> Required work
Start at the line containing "of the light" and transcribe every line exactly through the end of the records below, and only those lines.

> Supplied records
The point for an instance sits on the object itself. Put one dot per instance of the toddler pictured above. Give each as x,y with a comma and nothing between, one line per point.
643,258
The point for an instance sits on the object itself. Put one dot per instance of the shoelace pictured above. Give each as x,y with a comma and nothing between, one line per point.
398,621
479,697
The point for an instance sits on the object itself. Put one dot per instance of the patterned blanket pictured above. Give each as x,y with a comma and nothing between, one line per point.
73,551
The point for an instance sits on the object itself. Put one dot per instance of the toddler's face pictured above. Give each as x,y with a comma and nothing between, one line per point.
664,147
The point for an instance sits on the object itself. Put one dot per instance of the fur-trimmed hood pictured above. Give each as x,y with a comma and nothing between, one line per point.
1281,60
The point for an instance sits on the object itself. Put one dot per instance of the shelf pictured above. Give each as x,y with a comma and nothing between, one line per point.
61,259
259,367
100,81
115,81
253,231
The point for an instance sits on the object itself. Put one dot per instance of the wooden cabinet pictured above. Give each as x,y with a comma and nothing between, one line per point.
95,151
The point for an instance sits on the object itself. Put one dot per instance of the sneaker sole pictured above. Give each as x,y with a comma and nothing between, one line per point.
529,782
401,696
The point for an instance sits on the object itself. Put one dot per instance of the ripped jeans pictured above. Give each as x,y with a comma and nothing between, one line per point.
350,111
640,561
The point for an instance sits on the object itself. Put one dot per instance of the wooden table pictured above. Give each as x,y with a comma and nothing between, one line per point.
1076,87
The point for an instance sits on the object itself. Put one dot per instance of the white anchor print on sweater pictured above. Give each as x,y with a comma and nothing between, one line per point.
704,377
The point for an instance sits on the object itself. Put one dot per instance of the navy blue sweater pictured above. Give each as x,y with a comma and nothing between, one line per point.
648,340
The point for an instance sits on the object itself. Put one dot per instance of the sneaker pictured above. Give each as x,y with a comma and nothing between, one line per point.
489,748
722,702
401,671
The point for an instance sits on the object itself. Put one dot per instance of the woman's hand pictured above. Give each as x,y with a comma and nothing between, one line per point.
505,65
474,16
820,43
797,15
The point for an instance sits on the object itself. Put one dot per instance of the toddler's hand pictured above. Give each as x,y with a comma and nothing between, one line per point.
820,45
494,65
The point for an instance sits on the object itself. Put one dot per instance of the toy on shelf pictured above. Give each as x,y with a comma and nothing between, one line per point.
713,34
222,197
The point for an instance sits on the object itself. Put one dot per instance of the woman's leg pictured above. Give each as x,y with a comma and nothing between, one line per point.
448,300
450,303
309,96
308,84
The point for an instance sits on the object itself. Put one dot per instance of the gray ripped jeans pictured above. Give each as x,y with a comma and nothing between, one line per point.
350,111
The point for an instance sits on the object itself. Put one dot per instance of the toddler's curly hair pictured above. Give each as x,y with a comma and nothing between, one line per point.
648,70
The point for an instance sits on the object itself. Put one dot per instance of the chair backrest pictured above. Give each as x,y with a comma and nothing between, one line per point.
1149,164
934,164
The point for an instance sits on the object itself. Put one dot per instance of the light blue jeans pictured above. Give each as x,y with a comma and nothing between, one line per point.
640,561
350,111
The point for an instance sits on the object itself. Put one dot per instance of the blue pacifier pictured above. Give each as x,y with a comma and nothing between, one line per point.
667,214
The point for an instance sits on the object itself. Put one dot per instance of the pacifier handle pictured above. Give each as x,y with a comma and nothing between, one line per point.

> Written solution
The point for an instance sits on the object itself. Put one dot per instance of the light blue jeans pictured above. Give each as x,y with a comma and nothing between, one line per point.
640,561
350,111
The point for an instance sits on the object itself. Put one dot per instance of the blue pacifier pictured above. Give each as x,y with a comma and nothing between, one line per point.
667,214
The point for an instance sits on the object itself. Put one dot per instance of the pacifier handle pictured above. Give each as x,y with a comma and nothing between, one line per point.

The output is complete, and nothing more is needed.